**PROVIDED TEXT:**

━━━━━━━━━━━━━━━━━━━━━━━━━━━━━━

Fast STL data structure

Discussion in 'C++' started by tim.lino@gmail.com, May 1, 2007.

  1. Guest

    Hello,

    I would like to use C++ STL to store a set of Object's which is as
    follows:

    class Object
    {
    public:
    int value;
    ......
    }

    I need to perform the following actions:

    1. Sort Objects in the increasing order of their "value".
    2. After sorting, I need to randomly access some of the Objects.

    As I know, vector is very efficient in random access. However, sorting
    vector of size n takes O(nlog n) time which is not good.

    Is there a good data structure (or a combination of some) such that it
    is efficient in random access and sorting?

    Thank You.
    , May 1, 2007
    #1
    1. Advertising

  2. wrote:
    > I would like to use C++ STL to store a set of Object's which is as
    > follows:
    >
    > class Object
    > {
    > public:
    > int value;
    > ......
    > }
    >
    > I need to perform the following actions:
    >
    > 1. Sort Objects in the increasing order of their "value".
    > 2. After sorting, I need to randomly access some of the Objects.
    >
    > As I know, vector is very efficient in random access. However, sorting
    > vector of size n takes O(nlog n) time which is not good.
    >
    > Is there a good data structure (or a combination of some) such that it
    > is efficient in random access and sorting?

━━━━━━━━━━━━━━━━━━━━━━━━━━━━━━

(Pointing data excerpts)
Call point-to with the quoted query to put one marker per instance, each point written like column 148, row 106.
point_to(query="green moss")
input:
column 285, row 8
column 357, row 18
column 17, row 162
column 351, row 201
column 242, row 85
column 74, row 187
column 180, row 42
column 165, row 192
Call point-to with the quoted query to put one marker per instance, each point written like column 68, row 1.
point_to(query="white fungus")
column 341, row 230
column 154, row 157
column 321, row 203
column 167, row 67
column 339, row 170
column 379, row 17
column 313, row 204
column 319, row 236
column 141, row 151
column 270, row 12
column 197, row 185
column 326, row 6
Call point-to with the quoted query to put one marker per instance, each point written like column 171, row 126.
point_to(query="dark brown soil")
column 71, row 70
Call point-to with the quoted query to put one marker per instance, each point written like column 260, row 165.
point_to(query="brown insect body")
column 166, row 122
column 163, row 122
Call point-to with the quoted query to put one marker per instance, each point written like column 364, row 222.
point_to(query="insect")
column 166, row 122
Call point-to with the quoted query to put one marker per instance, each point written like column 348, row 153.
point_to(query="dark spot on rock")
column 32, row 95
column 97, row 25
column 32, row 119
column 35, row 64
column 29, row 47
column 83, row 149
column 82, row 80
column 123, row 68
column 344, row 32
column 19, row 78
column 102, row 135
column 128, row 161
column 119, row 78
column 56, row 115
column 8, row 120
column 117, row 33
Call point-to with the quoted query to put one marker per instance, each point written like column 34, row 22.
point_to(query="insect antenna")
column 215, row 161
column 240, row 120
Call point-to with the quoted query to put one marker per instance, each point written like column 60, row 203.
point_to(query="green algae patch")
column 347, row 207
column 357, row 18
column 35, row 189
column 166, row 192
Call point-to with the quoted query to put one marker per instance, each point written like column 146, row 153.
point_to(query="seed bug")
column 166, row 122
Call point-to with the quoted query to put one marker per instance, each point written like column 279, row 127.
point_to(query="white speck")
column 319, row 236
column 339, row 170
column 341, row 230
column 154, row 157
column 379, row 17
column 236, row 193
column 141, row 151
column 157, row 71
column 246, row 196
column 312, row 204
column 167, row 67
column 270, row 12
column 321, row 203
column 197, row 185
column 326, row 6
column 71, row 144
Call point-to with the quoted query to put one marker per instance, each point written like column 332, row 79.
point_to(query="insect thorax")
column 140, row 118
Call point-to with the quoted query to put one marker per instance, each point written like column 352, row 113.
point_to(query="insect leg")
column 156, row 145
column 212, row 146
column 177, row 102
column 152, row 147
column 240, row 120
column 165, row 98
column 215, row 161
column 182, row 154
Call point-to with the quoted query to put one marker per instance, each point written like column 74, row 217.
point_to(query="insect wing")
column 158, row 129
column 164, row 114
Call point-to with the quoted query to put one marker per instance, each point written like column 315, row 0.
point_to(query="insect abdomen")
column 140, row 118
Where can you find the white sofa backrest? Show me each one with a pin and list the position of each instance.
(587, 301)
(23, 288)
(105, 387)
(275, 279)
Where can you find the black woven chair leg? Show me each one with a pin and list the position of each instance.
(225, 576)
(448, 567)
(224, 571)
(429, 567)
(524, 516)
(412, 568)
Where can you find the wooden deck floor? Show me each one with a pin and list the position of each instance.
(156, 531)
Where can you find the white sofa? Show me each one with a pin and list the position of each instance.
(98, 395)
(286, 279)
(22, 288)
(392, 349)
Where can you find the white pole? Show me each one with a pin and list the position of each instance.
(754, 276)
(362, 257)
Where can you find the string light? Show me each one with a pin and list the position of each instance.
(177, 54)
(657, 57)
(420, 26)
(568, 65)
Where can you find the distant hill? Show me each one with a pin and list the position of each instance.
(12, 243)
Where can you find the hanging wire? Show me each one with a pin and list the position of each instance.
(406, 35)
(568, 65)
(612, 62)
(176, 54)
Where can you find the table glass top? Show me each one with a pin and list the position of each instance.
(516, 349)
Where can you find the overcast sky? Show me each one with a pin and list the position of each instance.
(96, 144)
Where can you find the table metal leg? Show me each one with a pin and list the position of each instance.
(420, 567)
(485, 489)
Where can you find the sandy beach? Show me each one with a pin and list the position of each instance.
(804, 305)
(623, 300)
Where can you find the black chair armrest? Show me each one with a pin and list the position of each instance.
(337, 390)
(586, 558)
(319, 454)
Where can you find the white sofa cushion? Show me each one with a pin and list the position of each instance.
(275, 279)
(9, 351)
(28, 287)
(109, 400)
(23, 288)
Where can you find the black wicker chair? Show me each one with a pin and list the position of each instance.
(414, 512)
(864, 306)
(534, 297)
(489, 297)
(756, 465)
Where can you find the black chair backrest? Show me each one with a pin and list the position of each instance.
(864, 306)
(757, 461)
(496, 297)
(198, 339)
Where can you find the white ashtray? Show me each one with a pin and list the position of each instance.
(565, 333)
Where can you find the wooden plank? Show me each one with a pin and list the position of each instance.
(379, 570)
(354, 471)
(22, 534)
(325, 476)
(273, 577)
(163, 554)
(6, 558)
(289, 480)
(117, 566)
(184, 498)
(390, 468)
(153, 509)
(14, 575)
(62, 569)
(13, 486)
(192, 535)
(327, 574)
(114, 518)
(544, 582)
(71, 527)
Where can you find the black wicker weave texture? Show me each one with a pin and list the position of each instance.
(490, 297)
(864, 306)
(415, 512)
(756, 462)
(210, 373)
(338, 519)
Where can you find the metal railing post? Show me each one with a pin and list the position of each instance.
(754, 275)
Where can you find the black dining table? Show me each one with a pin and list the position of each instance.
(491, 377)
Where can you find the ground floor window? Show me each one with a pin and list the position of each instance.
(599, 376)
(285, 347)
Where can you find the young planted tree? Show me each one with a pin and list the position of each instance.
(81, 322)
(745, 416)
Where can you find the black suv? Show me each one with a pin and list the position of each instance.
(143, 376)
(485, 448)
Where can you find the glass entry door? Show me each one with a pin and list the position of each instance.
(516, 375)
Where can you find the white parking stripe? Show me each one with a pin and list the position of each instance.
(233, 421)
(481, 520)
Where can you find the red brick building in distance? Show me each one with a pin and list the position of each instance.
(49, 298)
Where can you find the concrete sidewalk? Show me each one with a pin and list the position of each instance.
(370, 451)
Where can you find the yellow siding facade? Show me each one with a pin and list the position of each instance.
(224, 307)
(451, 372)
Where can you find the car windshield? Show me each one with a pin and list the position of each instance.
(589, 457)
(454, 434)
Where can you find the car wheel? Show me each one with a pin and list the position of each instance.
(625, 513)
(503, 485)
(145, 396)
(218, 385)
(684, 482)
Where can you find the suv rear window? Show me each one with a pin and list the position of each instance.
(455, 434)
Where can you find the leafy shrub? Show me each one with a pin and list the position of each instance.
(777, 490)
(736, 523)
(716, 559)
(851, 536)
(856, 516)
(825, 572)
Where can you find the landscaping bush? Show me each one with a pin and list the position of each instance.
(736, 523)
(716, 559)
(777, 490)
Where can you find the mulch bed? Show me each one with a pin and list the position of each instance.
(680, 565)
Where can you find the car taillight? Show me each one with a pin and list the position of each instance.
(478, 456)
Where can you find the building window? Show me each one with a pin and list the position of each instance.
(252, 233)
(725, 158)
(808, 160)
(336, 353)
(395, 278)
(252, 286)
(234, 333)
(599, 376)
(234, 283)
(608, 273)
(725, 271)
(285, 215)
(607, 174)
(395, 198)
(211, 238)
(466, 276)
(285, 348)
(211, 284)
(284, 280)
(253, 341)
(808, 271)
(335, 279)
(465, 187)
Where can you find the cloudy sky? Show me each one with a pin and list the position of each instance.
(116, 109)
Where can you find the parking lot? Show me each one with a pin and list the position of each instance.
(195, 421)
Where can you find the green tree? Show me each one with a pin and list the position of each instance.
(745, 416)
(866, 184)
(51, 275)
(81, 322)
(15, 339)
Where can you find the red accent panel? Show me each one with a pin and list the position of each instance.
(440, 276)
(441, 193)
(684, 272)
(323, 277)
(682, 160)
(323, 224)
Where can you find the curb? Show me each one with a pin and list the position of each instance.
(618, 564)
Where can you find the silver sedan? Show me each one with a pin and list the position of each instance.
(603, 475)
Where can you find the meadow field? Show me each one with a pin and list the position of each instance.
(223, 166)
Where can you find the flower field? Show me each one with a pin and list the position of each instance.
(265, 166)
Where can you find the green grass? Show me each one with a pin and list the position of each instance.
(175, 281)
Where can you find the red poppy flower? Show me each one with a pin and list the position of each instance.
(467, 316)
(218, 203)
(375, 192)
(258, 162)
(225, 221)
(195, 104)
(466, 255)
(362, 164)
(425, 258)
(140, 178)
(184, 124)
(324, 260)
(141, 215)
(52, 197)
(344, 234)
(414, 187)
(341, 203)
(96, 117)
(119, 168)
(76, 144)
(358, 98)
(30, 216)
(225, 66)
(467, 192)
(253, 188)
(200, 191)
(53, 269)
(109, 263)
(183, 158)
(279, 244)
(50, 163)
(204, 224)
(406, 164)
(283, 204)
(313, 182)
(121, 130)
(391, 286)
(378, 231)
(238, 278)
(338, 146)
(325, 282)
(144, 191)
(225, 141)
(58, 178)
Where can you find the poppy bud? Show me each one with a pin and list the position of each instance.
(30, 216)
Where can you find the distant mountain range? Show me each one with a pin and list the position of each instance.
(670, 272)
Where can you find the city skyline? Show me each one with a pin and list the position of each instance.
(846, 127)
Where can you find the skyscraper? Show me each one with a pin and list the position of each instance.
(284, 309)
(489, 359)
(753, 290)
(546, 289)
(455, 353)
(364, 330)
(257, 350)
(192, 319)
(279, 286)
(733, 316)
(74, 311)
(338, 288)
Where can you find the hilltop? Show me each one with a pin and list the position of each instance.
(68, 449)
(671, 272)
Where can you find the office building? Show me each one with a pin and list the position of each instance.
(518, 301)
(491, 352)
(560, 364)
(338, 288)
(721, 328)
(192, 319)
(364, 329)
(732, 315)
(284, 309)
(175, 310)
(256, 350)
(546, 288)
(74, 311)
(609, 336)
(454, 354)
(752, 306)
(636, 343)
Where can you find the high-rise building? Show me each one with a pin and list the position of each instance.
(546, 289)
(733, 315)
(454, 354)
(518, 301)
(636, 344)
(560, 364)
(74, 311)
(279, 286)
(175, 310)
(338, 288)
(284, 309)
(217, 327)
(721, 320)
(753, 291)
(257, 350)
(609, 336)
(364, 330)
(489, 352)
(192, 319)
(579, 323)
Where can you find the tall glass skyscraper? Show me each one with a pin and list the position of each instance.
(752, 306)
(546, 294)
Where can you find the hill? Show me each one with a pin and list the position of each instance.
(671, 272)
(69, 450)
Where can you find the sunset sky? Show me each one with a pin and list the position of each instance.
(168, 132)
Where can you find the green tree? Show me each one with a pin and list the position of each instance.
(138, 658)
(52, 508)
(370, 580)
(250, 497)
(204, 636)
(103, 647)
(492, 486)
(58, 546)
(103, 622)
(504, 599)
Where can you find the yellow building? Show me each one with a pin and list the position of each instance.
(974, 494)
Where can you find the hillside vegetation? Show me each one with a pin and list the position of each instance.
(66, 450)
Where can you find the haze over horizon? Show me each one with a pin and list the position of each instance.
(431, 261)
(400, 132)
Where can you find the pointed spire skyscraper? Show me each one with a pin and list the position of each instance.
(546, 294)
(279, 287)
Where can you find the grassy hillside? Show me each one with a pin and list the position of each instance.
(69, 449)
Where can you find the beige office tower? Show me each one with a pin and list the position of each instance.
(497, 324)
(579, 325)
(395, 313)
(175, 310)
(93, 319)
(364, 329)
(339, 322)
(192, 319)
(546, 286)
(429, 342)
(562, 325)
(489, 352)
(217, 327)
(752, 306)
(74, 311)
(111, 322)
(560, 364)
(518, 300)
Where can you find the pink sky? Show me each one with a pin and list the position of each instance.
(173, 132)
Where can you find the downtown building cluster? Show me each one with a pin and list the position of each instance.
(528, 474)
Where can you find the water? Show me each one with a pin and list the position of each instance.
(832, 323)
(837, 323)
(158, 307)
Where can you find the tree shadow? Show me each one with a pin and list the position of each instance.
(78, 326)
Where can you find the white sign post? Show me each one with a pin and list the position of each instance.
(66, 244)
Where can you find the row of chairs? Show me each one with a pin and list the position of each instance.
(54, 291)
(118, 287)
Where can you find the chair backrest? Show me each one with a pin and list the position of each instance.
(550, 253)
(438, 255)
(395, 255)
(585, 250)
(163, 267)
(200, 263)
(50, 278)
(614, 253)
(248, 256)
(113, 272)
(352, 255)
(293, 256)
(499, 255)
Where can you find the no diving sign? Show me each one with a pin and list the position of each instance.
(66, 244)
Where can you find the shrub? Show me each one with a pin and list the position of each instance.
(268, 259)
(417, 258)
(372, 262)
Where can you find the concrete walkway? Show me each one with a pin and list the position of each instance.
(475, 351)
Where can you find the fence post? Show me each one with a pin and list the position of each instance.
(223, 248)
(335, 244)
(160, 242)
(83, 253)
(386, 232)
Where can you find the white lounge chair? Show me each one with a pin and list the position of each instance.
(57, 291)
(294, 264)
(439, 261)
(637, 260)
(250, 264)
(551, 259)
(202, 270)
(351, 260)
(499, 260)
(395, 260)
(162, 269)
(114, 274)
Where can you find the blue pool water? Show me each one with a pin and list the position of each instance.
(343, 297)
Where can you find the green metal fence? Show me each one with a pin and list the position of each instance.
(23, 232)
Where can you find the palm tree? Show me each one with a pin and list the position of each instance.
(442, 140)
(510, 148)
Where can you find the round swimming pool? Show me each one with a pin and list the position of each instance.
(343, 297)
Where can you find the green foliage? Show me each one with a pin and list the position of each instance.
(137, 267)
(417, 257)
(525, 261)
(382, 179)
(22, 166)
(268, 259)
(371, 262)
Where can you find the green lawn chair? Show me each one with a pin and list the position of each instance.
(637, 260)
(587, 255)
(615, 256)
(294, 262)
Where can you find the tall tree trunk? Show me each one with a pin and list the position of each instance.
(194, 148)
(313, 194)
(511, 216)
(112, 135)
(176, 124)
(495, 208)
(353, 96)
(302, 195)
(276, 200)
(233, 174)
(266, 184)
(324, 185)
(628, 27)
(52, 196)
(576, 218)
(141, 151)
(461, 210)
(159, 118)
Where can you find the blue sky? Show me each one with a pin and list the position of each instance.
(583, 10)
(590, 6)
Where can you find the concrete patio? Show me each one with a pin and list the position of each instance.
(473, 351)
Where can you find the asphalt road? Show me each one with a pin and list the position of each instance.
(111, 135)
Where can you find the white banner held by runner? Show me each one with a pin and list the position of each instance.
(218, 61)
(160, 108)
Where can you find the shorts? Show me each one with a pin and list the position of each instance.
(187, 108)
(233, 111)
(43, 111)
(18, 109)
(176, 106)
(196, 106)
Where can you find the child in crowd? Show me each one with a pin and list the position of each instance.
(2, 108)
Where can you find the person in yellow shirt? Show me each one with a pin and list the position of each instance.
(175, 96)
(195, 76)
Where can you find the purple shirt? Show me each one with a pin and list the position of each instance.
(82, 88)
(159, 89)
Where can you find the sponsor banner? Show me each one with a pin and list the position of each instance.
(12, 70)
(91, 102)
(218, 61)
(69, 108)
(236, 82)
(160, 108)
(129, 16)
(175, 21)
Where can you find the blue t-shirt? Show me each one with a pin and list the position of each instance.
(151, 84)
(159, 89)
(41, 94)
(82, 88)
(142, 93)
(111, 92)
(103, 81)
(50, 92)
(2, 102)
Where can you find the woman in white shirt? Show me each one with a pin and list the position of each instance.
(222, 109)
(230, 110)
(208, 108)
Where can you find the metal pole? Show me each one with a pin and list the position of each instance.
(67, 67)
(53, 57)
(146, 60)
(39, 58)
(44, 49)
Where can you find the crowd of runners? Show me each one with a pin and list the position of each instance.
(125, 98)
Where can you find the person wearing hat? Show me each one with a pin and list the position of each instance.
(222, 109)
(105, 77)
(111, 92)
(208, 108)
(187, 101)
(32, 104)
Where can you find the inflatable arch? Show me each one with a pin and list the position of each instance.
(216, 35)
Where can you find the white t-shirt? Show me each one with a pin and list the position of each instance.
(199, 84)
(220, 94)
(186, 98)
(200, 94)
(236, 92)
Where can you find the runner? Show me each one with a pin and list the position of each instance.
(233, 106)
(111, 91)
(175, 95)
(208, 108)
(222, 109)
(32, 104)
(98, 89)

━━━━━━━━━━━━━━━━━━━━━━━━━━━━━━

Extend the forum thread about a fast STL data structure, picking up after its last line.

**SOLVED EXERCISE:**
    Collect them in a set, then copy the set into a vector.

    V
    --
    Please remove capital 'A's when replying by e-mail
    I do not respond to top-posted replies, please don't ask
    Victor Bazarov, May 1, 2007
    #2
    1. Advertising

  3. Guest

    their are sorts that are better than O(n lg n), but they are general,
    and hence not easily templatized. try implementing radix/counting sort
    for your own data stored within a vector.
    wrote:
    > Hello,
    >
    > I would like to use C++ STL to store a set of Object's which is as
    > follows:
    >
    > class Object
    > {
    > public:
    > int value;
    > ......
    > }
    >
    > I need to perform the following actions:
    >
    > 1. Sort Objects in the increasing order of their "value".
    > 2. After sorting, I need to randomly access some of the Objects.
    >
    > As I know, vector is very efficient in random access. However, sorting
    > vector of size n takes O(nlog n) time which is not good.
    >
    > Is there a good data structure (or a combination of some) such that it
    > is efficient in random access and sorting?
    >
    > Thank You.
    , May 1, 2007
    #3
  4. Guest

    collecting in a set is still O(n lg n)
    Victor Bazarov wrote:
    > wrote:
    > > I would like to use C++ STL to store a set of Object's which is as
    > > follows:
    > >
    > > class Object
    > > {
    > > public:
    > > int value;
    > > ......
    > > }
    > >
    > > I need to perform the following actions:
    > >
    > > 1. Sort Objects in the increasing order of their "value".
    > > 2. After sorting, I need to randomly access some of the Objects.
    > >
    > > As I know, vector is very efficient in random access. However, sorting
    > > vector of size n takes O(nlog n) time which is not good.
    > >
    > > Is there a good data structure (or a combination of some) such that it
    > > is efficient in random access and sorting?

    >
    > Collect them in a set, then copy the set into a vector.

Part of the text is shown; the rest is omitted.